## The problem
Reproduce word for word the part of the winding machine passage that begins with the words containing "In the figure, a" and ends with "brake controller BC.".

## Text passage
Winding machine stopping method

Abstract

A method of stopping of a winding machine that hoists and lowers an object prevents abrasion of the electromagnetic brake and the descent of load. The winding machine, which winches a load up or down in response to a torque command TREF to the electric motor M produced by the speed controller ASR in accordance with the a speed command n_REF generated by the speed command generation circuit NRC, operates at the stopping of the machine to cease the motor control if the motor speed n_FB is zero after the torque command to the motor M is brought to zero for a predetermined length of time following the issuance of a brake command to the electromagnetic brake which is coupled directly to the motor M.

Description

BACKGROUND OF THE INVENTION

The present invention relates to a method of stopping a winding machine which is used for winching a crane rope up and down.

Winding machines, which use electric motors for driving and electromagnetic brakes for stopping, manage the critical timing of the operation of the motor and electromagnetic brake during the transition from working to stopping. Far example, when an operator wishes to winch down a load with a crane rope and stop the crane when the load reaches a certain height, if the activation of the electromagnetic brake comes after the motor stops, the crane rope will temporarily be in a no-torque state, resulting in the dangerous descent of the load.

To deal with this matter, Unexamined Japanese Patent publication No. Sho 59-124690 discloses a method of controlling the timing of the operation of the motor and electromagnetic brake in which the electromagnetic brake is activated immediately before the motor stops, thereby halting the descent of load. FIG. 1 is a block diagram of the control circuit of this prior art, and FIG. 2 is the timing chart at stopping.

In the figure, a winch induction motor M₁ has its output shaft coupled at one end to a drum of an electromagnetic brake MB and at another end to a winch drum D through a reduction gear G. Connected between a primary winding of the induction motor M₁ and the power source is a variable-voltage, variable-frequency inverter I1. which is also connected to the electromagnetic brake MB by way of a brake controller BC.

The operation of the system will be explained with reference to FIG. 2. When a stop command SR is issued to the inverter h at time t₇, the speed command N_REF to the induction motor MI decreases, and the motor speed N_FB falls accordingly. When the motor speed N_FB has fallen to a prescribed level (immediately before the stop), a brake command BR is issued to the electromagnetic brake MB at time t₈ to activate it.

In the above prior art method of stopping a winding machine, the electromagnetic brake is activated during the rotation of the motor, and therefore has the problem of prematurely wearing the electromagnetic brake. Another problem is that the control ceases at time is when the speed command N_REF reaches zero, causing the current command to become zero, even if the electromagnetic brake is not activated, in which case the descent of the load will occur.

SUMMARY OF THE INVENTION

Accordingly, an object of the present invention is to prevent abrasion of the electromagnetic brake and the descent of the load.

## Information given
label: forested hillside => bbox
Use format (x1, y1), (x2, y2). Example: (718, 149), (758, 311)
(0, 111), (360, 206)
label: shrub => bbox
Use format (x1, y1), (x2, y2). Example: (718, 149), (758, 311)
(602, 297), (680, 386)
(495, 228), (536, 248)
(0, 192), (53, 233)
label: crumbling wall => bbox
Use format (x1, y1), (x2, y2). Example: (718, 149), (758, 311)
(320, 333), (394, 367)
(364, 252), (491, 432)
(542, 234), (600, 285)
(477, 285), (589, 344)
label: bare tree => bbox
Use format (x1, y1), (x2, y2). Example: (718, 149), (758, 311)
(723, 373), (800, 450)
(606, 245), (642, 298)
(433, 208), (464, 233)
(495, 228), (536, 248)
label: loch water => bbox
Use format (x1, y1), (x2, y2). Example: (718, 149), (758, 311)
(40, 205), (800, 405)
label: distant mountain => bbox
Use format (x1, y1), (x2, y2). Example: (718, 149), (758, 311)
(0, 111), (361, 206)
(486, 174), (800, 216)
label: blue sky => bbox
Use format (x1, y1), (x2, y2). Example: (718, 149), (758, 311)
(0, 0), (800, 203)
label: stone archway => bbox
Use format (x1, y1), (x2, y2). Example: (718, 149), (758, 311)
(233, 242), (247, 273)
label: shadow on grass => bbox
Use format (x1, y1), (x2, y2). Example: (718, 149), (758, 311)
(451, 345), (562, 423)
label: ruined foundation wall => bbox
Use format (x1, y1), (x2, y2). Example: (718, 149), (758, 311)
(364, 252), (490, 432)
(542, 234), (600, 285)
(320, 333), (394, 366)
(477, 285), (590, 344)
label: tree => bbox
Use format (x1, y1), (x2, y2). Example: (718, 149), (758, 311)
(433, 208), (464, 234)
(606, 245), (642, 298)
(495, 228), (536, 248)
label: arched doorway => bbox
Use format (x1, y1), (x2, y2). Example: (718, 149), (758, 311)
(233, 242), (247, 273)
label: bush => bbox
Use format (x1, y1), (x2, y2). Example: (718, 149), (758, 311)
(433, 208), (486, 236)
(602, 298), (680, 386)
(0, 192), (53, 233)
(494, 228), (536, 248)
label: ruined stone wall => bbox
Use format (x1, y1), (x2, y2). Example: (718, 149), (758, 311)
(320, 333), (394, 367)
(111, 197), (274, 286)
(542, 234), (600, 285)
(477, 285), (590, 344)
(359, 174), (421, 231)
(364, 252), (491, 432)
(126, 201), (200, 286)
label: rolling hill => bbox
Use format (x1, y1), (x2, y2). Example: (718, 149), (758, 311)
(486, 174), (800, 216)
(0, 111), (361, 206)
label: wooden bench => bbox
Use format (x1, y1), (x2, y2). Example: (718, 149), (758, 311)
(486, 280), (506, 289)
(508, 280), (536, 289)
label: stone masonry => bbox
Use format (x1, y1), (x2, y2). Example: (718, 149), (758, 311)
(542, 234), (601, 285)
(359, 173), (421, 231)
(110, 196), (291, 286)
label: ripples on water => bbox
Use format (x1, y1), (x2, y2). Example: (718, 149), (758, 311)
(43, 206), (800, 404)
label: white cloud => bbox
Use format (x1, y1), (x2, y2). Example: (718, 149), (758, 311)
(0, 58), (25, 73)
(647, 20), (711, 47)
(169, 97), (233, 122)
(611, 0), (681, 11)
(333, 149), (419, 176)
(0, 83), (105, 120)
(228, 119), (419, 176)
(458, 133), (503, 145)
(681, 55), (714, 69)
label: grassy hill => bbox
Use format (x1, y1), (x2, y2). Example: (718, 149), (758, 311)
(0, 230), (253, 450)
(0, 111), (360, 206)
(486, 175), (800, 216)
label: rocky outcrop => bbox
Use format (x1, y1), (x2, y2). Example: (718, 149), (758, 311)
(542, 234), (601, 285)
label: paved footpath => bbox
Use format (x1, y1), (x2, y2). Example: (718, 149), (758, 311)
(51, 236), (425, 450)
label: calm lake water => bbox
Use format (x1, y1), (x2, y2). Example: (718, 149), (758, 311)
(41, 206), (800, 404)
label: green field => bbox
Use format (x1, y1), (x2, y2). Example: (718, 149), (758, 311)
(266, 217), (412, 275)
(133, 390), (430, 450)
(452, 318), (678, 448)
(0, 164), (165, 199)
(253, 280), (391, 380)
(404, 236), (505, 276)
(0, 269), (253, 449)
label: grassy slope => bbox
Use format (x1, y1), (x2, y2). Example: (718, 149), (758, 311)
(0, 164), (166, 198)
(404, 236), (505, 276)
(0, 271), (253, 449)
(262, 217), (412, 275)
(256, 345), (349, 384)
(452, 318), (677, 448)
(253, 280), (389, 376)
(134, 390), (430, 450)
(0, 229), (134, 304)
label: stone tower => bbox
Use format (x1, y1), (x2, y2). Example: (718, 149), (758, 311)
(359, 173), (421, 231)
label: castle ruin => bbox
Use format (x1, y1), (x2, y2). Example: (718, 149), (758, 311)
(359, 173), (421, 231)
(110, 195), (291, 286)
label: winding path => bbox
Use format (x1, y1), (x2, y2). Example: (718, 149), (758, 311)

## Response to the task
In the figure, a winch induction motor M₁ has its output shaft coupled at one end to a drum of an electromagnetic brake MB and at another end to a winch drum D through a reduction gear G. Connected between a primary winding of the induction motor M₁ and the power source is a variable-voltage, variable-frequency inverter I1. which is also connected to the electromagnetic brake MB by way of a brake controller BC.